PROBLEM TO SOLVE ▸ Extract everything in the passage on enzymes from "The use of α-acetolactate" down to "and catalytic efficiency.", copying it word for word.

The use of α-acetolactate decarboxylase assists in overcoming the rate-limiting step of beer maturation, resulting in maturation within 24 hours depending on the source of enzyme. Moreover, the off-taste due to the presence of diacetyl in beer is nullified by the action of this enzyme. Both free and encapsulated forms of this enzyme work efficiently in the process, thus aiding the use of immobilized enzymes at reduced costs. Novel inorganic nanoflowers or alginate microbeads immobilized with α-acetolactate decarboxylase are promising strategies with better thermal stability, reusability, and catalytic efficiency.
Asparaginase:
Asparaginase is a type of enzyme derived from microorganisms that is widely used in pharmaceutical, nutraceutical, and industrial applications. Its primary function is to break down asparagine into aspartic acid and NH3, making it an important asparagine-depleting enzyme. Asparagine is a non-essential amino acid for humans but an essential amino acid for cancer cells. As a result, the depletion of asparagine can significantly impact the growth of cancer cells, making asparaginase an effective anticancer agent.

Entries drawn from a collection:
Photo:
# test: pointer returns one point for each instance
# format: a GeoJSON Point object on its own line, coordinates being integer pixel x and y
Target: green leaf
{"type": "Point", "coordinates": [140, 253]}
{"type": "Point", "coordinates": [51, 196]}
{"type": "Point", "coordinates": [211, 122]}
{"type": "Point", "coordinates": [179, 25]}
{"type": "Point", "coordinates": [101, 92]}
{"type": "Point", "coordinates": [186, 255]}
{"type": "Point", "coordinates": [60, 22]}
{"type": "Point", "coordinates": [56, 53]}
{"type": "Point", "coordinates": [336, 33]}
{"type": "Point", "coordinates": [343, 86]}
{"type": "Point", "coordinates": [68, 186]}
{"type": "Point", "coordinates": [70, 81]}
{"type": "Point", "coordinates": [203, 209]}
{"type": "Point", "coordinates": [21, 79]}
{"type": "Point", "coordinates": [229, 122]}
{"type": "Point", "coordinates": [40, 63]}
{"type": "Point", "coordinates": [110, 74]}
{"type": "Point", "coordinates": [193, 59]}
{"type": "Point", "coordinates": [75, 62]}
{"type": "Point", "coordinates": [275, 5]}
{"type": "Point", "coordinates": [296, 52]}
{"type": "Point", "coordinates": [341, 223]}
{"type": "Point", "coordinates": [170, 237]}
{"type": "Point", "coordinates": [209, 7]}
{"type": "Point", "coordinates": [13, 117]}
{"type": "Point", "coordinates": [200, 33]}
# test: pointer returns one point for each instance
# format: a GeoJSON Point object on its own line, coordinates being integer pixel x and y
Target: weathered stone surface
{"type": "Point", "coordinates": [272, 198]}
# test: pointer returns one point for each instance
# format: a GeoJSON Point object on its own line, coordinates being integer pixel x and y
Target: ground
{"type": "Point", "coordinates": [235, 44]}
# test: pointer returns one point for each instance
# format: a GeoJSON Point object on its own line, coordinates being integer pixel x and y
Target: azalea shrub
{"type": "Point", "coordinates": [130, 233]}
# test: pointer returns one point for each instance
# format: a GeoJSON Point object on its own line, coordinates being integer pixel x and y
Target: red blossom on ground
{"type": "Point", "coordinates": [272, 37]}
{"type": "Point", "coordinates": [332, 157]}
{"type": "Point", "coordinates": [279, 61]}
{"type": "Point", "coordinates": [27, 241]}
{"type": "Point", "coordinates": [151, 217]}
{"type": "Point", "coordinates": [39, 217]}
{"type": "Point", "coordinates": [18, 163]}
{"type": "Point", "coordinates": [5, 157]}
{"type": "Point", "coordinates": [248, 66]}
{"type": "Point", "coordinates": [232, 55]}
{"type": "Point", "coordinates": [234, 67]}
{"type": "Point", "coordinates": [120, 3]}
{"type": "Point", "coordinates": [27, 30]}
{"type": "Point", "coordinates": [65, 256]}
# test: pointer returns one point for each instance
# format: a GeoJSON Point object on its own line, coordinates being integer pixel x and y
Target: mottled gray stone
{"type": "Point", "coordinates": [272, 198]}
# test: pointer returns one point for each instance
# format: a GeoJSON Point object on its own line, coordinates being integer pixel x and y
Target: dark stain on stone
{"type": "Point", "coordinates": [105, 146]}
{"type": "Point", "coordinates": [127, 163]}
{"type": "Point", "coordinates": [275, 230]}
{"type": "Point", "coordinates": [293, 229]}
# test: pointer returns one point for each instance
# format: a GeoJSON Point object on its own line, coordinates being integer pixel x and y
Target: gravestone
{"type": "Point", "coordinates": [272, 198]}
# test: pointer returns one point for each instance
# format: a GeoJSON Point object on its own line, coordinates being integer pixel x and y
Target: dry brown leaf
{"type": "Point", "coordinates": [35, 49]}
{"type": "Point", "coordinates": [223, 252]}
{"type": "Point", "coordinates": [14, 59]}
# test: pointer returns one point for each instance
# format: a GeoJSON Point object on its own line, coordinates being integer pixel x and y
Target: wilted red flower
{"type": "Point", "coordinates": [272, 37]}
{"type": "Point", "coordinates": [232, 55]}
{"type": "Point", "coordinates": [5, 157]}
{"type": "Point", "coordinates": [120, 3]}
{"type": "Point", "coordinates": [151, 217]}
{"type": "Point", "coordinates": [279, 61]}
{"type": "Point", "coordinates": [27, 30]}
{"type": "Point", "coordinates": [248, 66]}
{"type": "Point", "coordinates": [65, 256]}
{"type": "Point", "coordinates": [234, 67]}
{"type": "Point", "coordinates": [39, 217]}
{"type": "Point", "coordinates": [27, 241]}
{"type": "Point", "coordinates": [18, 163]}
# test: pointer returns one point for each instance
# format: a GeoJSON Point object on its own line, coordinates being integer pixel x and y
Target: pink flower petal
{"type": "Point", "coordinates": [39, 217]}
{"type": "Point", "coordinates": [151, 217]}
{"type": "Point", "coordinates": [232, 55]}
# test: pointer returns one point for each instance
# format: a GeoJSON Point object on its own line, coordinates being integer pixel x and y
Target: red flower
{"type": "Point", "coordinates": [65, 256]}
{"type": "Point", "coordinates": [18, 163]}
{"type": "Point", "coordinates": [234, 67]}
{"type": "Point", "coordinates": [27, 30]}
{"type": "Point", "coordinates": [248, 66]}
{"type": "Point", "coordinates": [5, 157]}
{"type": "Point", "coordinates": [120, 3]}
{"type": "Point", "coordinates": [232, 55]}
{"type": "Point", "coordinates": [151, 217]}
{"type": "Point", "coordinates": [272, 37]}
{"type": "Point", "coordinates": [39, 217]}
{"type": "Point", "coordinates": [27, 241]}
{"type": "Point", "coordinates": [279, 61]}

TASK SOLUTION ▸
The use of α-acetolactate decarboxylase assists in overcoming the rate-limiting step of beer maturation, resulting in maturation within 24 hours depending on the source of enzyme. Moreover, the off-taste due to the presence of diacetyl in beer is nullified by the action of this enzyme. Both free and encapsulated forms of this enzyme work efficiently in the process, thus aiding the use of immobilized enzymes at reduced costs. Novel inorganic nanoflowers or alginate microbeads immobilized with α-acetolactate decarboxylase are promising strategies with better thermal stability, reusability, and catalytic efficiency.